What the exercise asks
Write out the lines starting at the one that holds "448], [779, 484]]]" and ending with the final line of the data, exactly and with no others.

Given records
■ ■ ■

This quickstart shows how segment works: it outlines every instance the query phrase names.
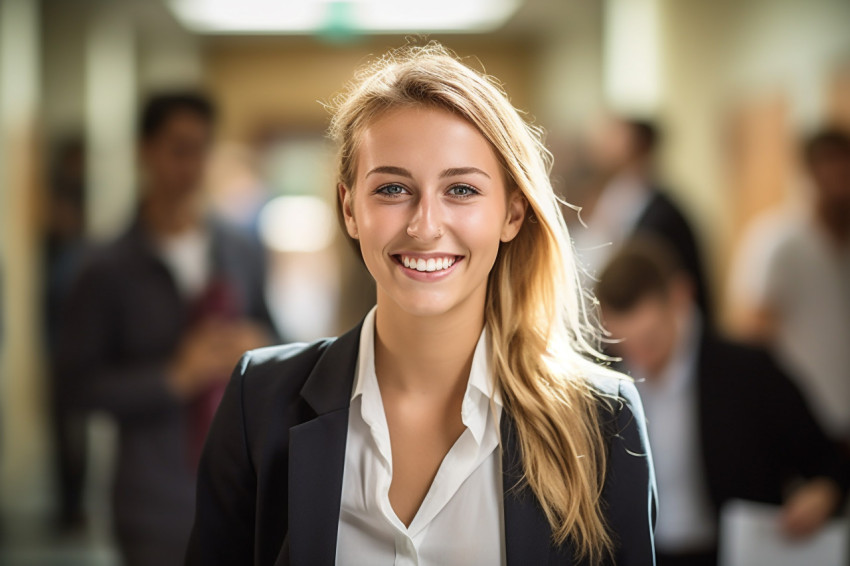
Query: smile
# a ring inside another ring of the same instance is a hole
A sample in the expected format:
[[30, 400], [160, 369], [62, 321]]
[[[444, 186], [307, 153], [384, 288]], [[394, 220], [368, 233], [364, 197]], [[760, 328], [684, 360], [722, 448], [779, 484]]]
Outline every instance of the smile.
[[402, 254], [393, 257], [404, 267], [421, 272], [445, 271], [459, 259], [458, 256], [454, 255], [423, 258]]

■ ■ ■

Response to the exercise
[[[444, 186], [307, 153], [384, 288]], [[394, 220], [368, 233], [364, 197]], [[760, 328], [684, 360], [722, 448], [779, 484]]]
Outline every instance of the smile.
[[402, 254], [393, 257], [404, 267], [421, 272], [445, 271], [459, 259], [458, 256], [454, 255], [423, 258]]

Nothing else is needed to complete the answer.